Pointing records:
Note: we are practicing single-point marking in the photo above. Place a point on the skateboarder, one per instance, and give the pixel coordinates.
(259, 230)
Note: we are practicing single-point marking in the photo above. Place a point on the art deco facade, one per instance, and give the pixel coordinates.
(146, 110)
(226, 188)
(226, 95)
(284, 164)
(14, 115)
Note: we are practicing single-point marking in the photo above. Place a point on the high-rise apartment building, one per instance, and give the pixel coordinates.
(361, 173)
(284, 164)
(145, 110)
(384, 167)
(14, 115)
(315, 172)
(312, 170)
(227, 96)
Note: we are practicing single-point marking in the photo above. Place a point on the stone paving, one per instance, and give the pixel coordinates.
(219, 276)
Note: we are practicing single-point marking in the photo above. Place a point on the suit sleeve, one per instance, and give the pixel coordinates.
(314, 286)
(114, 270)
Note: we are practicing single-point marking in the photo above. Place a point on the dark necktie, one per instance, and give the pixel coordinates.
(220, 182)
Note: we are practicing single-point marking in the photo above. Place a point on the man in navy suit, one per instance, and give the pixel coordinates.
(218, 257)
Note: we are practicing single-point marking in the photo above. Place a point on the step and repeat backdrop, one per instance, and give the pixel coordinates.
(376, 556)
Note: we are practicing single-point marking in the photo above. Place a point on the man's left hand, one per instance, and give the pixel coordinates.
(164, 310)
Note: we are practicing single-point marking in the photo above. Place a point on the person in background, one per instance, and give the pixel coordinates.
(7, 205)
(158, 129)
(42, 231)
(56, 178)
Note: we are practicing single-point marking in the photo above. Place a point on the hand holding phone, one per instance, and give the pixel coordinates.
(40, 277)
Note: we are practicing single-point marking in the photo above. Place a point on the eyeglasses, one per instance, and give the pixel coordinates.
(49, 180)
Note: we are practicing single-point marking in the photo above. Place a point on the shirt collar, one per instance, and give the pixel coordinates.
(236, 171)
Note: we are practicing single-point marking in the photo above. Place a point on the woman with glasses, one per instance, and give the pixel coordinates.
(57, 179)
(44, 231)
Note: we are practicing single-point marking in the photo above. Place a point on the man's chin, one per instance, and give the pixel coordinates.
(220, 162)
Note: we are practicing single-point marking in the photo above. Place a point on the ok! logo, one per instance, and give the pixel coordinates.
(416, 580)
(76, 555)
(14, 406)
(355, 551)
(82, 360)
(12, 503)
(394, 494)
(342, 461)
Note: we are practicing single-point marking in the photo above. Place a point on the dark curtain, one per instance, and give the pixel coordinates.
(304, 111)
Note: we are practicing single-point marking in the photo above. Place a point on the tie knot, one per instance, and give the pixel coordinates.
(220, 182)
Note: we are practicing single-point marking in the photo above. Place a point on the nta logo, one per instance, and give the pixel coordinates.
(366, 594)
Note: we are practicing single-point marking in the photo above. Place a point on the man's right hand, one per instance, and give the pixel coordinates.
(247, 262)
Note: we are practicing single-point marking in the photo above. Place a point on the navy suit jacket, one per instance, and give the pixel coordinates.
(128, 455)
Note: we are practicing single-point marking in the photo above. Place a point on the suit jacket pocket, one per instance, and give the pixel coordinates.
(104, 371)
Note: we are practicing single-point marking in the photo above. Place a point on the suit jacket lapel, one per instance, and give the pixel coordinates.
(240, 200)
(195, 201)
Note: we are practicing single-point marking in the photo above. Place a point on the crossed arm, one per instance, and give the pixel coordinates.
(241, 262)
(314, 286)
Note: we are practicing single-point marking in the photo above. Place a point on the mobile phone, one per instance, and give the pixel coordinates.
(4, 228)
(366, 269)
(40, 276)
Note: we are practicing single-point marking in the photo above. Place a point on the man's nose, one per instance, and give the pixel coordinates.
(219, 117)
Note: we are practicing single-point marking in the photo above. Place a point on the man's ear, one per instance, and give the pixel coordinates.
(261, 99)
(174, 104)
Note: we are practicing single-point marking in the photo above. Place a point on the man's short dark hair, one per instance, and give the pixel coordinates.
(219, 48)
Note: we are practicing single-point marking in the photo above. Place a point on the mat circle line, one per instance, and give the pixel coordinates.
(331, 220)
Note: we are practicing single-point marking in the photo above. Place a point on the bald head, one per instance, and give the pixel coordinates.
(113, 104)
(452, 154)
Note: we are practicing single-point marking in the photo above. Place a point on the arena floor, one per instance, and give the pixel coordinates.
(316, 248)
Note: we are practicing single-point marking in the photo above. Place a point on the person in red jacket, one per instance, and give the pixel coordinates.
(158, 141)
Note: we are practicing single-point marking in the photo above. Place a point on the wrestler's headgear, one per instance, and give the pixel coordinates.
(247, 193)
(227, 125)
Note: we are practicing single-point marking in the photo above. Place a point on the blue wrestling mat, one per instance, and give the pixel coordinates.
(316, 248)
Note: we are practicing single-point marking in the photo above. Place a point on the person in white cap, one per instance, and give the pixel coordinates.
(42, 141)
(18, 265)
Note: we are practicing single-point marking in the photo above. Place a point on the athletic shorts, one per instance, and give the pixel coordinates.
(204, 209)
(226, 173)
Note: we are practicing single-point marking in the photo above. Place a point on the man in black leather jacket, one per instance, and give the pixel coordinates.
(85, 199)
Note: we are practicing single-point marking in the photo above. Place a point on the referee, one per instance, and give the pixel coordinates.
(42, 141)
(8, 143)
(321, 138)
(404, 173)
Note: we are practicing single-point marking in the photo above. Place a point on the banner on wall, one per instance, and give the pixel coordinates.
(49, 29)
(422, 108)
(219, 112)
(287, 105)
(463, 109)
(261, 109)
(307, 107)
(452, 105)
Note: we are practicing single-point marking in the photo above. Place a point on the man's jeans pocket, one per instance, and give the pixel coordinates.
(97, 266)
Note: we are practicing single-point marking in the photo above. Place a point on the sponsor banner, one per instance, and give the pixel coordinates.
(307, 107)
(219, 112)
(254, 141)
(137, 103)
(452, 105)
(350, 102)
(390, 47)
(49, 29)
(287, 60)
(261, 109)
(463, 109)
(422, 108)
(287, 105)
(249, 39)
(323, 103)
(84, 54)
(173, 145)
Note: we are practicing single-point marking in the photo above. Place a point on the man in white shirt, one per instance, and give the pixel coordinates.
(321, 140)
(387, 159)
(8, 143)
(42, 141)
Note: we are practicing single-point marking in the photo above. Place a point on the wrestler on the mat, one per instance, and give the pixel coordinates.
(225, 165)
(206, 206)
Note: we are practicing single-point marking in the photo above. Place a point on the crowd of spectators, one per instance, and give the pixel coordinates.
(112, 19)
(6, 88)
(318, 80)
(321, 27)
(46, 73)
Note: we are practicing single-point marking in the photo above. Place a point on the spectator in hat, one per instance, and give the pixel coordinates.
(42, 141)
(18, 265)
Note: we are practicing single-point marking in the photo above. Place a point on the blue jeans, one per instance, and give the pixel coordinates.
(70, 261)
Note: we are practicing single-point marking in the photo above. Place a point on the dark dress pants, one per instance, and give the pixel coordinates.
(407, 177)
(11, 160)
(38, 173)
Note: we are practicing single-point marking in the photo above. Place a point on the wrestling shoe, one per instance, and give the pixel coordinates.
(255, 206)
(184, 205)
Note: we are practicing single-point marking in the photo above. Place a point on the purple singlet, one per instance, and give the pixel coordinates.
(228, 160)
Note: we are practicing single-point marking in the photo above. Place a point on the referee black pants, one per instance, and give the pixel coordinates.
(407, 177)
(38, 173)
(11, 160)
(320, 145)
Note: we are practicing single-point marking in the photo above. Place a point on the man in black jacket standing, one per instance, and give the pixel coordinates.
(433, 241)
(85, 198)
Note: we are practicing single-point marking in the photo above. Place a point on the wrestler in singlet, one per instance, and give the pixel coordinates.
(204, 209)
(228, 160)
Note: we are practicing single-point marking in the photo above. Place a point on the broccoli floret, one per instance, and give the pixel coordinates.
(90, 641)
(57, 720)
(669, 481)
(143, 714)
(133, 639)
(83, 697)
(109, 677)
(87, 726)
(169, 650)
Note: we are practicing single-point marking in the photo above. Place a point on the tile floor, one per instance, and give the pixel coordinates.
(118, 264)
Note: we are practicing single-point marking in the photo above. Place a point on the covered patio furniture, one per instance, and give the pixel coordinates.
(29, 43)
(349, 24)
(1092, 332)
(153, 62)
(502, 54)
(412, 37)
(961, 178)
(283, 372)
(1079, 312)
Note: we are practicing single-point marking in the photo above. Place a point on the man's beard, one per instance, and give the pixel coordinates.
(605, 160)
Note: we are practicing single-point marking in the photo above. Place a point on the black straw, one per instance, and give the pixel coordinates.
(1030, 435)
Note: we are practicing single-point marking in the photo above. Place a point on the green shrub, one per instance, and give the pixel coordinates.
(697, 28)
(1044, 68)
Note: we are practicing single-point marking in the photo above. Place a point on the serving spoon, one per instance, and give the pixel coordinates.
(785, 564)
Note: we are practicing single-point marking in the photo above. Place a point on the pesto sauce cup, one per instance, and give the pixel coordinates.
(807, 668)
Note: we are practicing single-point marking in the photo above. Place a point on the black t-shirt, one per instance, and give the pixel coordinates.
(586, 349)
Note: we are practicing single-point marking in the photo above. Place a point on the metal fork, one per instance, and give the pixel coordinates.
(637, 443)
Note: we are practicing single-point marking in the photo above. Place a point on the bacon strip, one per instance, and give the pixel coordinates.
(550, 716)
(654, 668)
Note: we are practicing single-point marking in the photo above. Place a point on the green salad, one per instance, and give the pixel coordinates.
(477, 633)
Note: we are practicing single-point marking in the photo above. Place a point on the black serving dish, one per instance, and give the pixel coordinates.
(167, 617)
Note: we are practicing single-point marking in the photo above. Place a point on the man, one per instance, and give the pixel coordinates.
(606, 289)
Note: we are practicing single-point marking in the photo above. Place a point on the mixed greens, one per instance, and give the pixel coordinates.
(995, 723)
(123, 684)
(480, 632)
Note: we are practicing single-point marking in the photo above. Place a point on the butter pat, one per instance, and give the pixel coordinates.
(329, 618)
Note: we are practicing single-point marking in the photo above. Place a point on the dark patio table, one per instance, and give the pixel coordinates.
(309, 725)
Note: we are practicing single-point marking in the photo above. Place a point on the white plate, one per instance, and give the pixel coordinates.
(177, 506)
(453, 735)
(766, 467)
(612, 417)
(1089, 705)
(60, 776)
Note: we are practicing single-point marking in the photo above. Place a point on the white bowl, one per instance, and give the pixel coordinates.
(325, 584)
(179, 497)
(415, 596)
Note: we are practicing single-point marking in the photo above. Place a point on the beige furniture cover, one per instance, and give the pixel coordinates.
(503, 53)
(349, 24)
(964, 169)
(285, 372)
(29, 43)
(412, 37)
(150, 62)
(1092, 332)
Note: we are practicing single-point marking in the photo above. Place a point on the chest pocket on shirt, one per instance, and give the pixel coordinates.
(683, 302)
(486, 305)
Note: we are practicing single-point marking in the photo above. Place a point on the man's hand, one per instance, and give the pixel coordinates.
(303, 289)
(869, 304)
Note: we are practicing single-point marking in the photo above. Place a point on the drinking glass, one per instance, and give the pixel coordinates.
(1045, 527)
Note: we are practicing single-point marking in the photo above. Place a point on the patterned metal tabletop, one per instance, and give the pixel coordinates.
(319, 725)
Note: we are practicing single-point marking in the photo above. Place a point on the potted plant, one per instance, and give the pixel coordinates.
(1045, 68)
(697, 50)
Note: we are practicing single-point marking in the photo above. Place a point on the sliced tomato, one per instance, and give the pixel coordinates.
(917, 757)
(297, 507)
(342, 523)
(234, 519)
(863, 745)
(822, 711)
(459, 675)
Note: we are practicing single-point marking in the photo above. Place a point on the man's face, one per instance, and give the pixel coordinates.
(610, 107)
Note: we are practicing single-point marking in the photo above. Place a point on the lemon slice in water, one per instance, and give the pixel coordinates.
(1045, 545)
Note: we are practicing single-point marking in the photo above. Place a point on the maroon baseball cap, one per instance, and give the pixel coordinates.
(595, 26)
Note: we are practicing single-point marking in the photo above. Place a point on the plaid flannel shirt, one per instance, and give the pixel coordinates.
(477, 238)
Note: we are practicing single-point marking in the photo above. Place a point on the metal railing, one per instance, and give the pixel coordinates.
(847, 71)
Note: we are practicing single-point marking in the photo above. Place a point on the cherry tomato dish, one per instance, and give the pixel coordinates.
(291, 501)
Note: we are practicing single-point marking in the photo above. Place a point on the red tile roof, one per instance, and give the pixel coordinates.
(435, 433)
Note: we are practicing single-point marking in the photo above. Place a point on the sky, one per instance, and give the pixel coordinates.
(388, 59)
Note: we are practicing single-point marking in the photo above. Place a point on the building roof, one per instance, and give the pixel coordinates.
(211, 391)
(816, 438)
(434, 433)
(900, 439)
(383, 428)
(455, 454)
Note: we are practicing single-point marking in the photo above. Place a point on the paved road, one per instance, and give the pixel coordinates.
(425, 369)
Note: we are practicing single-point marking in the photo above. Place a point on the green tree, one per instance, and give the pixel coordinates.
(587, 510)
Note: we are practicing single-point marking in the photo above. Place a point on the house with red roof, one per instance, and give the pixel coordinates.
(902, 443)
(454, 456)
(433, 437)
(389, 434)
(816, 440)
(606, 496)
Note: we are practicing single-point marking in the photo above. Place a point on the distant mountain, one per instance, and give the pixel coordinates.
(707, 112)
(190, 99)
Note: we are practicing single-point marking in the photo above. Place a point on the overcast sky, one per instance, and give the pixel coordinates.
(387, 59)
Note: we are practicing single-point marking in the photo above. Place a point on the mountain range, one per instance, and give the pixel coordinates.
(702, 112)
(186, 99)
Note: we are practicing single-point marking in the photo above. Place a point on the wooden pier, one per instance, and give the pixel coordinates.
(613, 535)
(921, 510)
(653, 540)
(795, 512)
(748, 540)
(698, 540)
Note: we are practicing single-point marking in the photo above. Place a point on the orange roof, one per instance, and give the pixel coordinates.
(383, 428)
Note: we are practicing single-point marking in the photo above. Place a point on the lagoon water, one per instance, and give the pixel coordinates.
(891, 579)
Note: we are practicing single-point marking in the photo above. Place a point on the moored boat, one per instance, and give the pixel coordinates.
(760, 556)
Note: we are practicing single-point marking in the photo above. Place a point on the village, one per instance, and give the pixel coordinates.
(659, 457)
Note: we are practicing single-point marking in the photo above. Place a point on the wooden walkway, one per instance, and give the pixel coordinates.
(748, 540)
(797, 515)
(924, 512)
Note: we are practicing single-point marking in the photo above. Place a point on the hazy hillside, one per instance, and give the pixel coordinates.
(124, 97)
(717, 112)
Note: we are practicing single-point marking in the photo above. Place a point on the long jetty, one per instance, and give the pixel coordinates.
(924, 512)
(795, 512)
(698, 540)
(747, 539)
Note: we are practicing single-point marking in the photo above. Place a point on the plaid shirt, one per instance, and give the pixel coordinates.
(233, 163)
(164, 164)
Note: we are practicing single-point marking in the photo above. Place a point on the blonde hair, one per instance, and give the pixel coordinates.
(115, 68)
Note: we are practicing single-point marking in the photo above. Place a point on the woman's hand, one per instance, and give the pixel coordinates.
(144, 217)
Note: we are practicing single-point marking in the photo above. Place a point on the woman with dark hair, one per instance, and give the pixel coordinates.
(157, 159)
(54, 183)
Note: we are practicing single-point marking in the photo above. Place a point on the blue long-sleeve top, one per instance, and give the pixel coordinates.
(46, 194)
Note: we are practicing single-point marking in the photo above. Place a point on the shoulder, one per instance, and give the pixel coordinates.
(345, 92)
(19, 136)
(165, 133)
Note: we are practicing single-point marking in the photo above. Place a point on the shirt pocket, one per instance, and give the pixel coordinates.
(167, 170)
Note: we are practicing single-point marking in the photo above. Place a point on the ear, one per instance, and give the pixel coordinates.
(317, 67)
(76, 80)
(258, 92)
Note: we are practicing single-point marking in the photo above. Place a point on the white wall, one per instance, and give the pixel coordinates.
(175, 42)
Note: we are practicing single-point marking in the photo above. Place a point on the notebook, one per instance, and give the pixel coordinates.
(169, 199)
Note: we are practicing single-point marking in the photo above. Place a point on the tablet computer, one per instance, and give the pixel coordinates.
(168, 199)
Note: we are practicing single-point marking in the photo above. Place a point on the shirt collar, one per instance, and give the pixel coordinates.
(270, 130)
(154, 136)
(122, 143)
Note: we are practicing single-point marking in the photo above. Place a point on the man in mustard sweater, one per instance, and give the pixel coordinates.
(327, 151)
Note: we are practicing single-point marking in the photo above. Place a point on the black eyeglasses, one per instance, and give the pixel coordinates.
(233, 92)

WHAT THIS TASK INVOLVES: Quote the lines of the listing above that run from the line with "the blue long-sleeve" through its last line, both included, and nothing else.

FINISHED TASK:
Note: we are practicing single-point marking in the photo above. Place a point on the blue long-sleeve top, one per instance, and give the pixel coordinates.
(46, 194)
Note: we are practicing single-point marking in the photo above. Place a point on the shoulder, one per instance, and give the pixel coordinates.
(345, 92)
(19, 136)
(165, 133)
Note: we are practicing single-point marking in the photo above. Place a point on the shirt pocket, one per instance, and give the pixel coordinates.
(167, 170)
Note: we are practicing single-point marking in the photo above. Place a point on the ear, one per instance, and give the pixel coordinates.
(317, 67)
(76, 80)
(258, 92)
Note: we are practicing single-point marking in the photo above. Place a point on the white wall, one per instance, and give the pixel coordinates.
(175, 42)
Note: we are practicing single-point marking in the photo above. Place a point on the notebook, one per instance, and give the pixel coordinates.
(169, 199)
Note: we are practicing single-point marking in the photo above. Place a point on the tablet computer, one per instance, and give the pixel coordinates.
(168, 199)
Note: we are practicing single-point marking in the photo above. Place a point on the shirt collar, one per instance, and give the pixel coordinates.
(270, 130)
(154, 136)
(122, 143)
Note: we are practicing single-point marking in the photo above. Place a point on the man in mustard sweater, one per instance, and give the pixel coordinates.
(327, 151)
Note: we are practicing single-point marking in the photo above. Place a point on the black eyeglasses, one per instance, and give the pixel coordinates.
(233, 92)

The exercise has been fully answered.